* [WHAT IS EXPECTED]
Rewrite all of the material below as a numbered list, one line per item, with blank lines dropped. Leave the pictures out of your answer.

* [DATASET EXTRACT]
▬▬▬▬▬▬▬▬▬▬

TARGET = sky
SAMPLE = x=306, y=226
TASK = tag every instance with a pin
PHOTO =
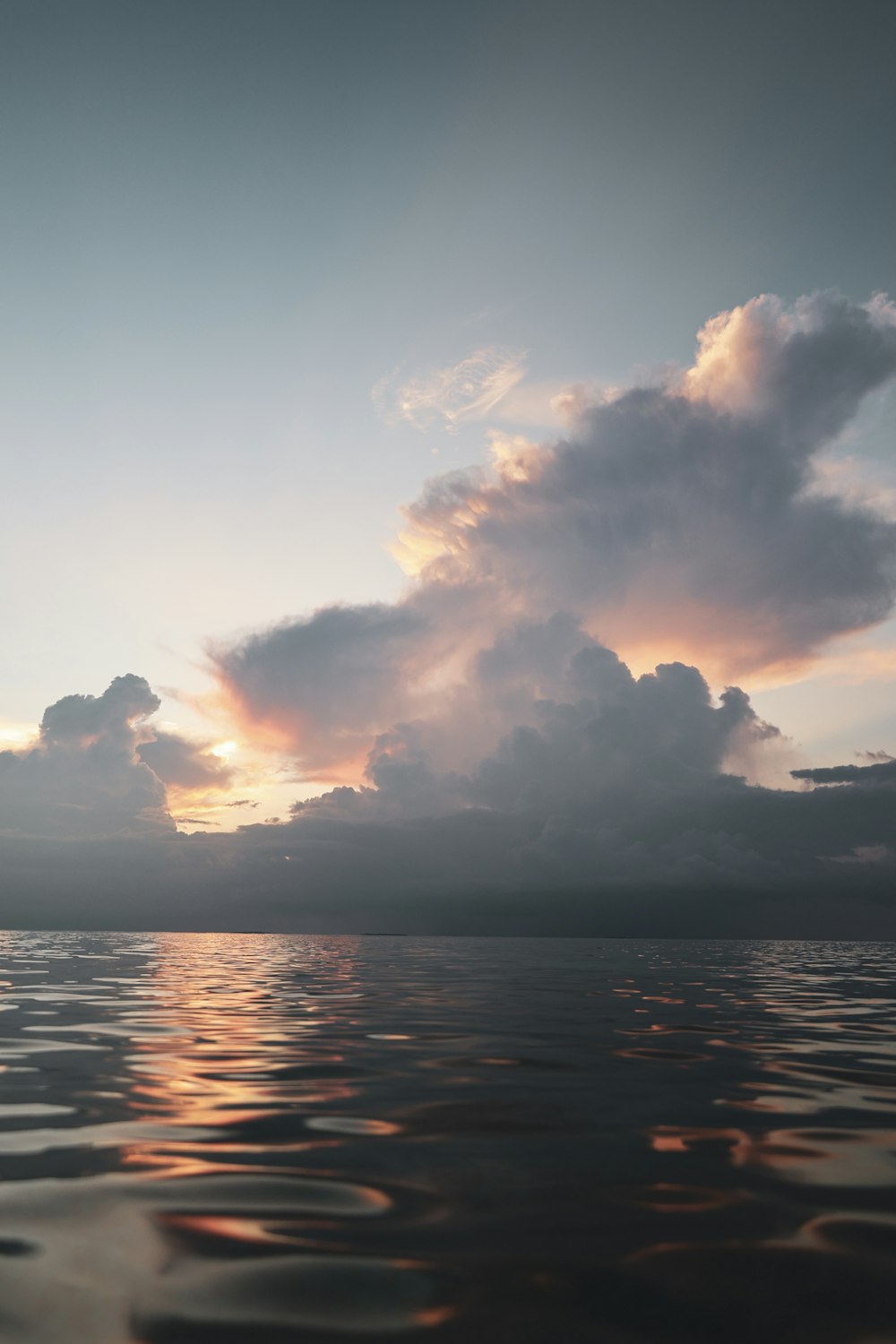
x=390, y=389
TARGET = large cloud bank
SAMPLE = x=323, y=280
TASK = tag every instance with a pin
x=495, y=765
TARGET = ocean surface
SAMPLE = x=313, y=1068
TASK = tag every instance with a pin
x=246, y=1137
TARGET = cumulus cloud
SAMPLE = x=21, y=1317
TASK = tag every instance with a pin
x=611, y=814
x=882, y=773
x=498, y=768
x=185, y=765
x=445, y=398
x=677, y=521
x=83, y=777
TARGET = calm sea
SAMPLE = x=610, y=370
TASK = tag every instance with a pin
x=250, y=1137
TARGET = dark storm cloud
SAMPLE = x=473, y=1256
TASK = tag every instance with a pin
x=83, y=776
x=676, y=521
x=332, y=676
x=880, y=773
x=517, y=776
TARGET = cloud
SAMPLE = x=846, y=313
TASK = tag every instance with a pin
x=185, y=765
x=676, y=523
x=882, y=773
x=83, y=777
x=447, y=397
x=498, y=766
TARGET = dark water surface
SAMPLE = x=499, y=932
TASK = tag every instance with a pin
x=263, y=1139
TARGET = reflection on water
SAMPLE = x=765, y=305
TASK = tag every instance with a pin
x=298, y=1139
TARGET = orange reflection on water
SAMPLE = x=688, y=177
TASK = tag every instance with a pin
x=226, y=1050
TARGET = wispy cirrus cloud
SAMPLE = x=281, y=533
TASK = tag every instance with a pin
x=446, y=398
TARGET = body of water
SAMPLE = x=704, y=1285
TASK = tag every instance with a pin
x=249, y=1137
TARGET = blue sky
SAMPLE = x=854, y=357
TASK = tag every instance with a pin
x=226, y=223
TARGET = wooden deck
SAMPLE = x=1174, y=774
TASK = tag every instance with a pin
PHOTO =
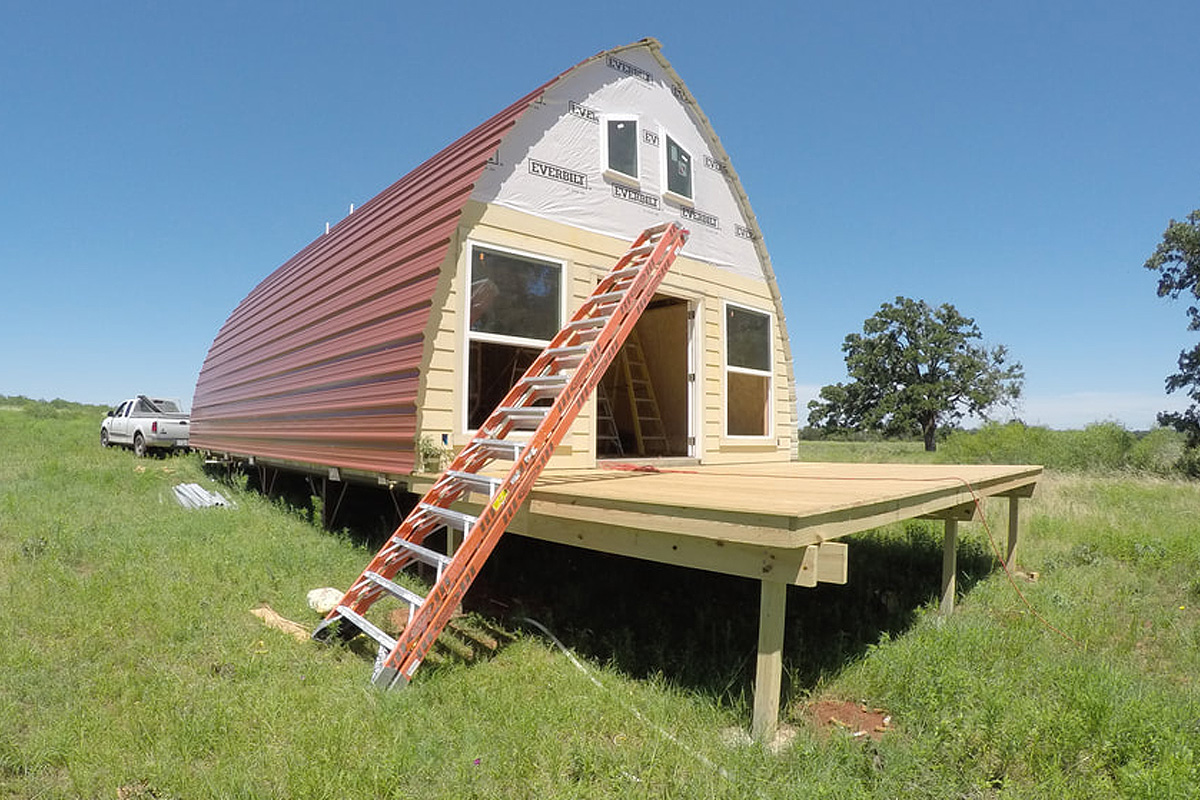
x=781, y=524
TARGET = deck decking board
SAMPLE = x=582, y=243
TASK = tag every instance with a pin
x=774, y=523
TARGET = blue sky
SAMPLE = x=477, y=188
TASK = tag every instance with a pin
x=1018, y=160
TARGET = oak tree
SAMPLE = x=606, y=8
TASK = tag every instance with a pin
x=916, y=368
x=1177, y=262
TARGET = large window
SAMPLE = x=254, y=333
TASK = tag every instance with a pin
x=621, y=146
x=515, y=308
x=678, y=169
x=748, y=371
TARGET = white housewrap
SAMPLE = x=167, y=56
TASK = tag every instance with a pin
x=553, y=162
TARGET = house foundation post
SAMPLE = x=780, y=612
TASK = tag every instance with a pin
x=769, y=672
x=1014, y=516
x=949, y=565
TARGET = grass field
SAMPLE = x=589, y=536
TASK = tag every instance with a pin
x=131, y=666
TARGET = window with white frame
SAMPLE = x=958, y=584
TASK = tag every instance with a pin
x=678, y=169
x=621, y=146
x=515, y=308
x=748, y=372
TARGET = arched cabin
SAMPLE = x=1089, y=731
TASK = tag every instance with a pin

▬▬▬▬▬▬▬▬▬▬

* [EXERCISE RESULT]
1. TARGET = sky
2. SAMPLE = x=306, y=226
3. TASK = tag every instance with a pin
4. PHOTO =
5. x=390, y=389
6. TARGET = large cloud bank
7. SAMPLE = x=323, y=280
8. TASK = tag every instance with a pin
9. x=495, y=765
10. TARGET = ocean surface
11. SAMPLE = x=313, y=1068
12. TASK = tag every instance with a pin
13. x=246, y=1137
14. TARGET = cumulus cloud
15. SAMPLE = x=21, y=1317
16. TASK = tag every instance with a pin
17. x=611, y=814
18. x=882, y=773
19. x=498, y=768
20. x=185, y=765
21. x=445, y=398
22. x=677, y=521
23. x=83, y=777
24. TARGET = calm sea
25. SAMPLE = x=610, y=370
26. TASK = tag every instance with a pin
27. x=250, y=1137
28. TARGET = dark storm cloud
29. SAMPLE = x=473, y=1256
30. TASK = tag every instance with a pin
31. x=83, y=776
32. x=676, y=521
33. x=332, y=676
34. x=880, y=773
35. x=517, y=776
36. TARGET = cloud
37. SAMPLE = x=846, y=313
38. TASK = tag every instance with a pin
39. x=185, y=765
40. x=676, y=523
41. x=882, y=773
42. x=83, y=777
43. x=447, y=397
44. x=498, y=766
45. TARGET = dark water surface
46. SAMPLE = x=499, y=932
47. TASK = tag every instance with a pin
48. x=263, y=1139
49. TARGET = reflection on water
50. SAMPLE = x=765, y=305
51. TASK = tag every instance with a pin
52. x=298, y=1139
53. TARGET = orange reflection on water
54. SAMPLE = x=688, y=177
55. TASK = tag every instance with a pin
56. x=226, y=1050
57. TARGET = wispy cirrus cloud
58. SAMPLE = x=281, y=533
59. TASK = tag every instance with a pin
60. x=446, y=398
61. TARGET = body of water
62. SAMPLE = x=704, y=1285
63. TASK = tag every instance with a pin
64. x=249, y=1137
65. TARGET = blue sky
66. SAMPLE = x=854, y=357
67. TASK = tag every instance with a pin
68. x=226, y=223
69. TARGET = wooden deck
70. SAMPLE = x=1174, y=774
71. TASK = tag every instance with a pin
72. PHOTO =
73. x=781, y=524
74. TARGET = deck decking board
75. SAMPLE = x=582, y=243
76. TASK = tag every instance with a pin
77. x=774, y=523
78. TARGET = blue sky
79. SAMPLE = x=477, y=188
80. TASK = tag every instance with a pin
81. x=1018, y=160
82. TARGET = oak tree
83. SAMPLE = x=606, y=8
84. TASK = tag every instance with a pin
85. x=916, y=368
86. x=1177, y=262
87. TARGET = large window
88. SAMPLE = x=254, y=333
89. TASK = tag every instance with a pin
90. x=621, y=146
91. x=515, y=308
92. x=678, y=169
93. x=748, y=371
94. TARGET = white housewrap
95. SAMPLE = x=167, y=56
96. TASK = tag every instance with a pin
97. x=553, y=162
98. TARGET = house foundation post
99. SAMPLE = x=780, y=612
100. TASK = tag every instance with a pin
101. x=769, y=672
102. x=1014, y=516
103. x=949, y=565
104. TARGET = grass field
105. SAMPLE = x=589, y=536
106. TASK = tag every instance with a pin
107. x=131, y=666
108. TARGET = window with white frame
109. SAMPLE = x=958, y=584
110. TASK = tag every instance with a pin
111. x=678, y=169
112. x=621, y=146
113. x=515, y=308
114. x=748, y=372
115. TARGET = arched cabin
116. SAMPLE = x=1089, y=731
117. TASK = tag every instance with a pin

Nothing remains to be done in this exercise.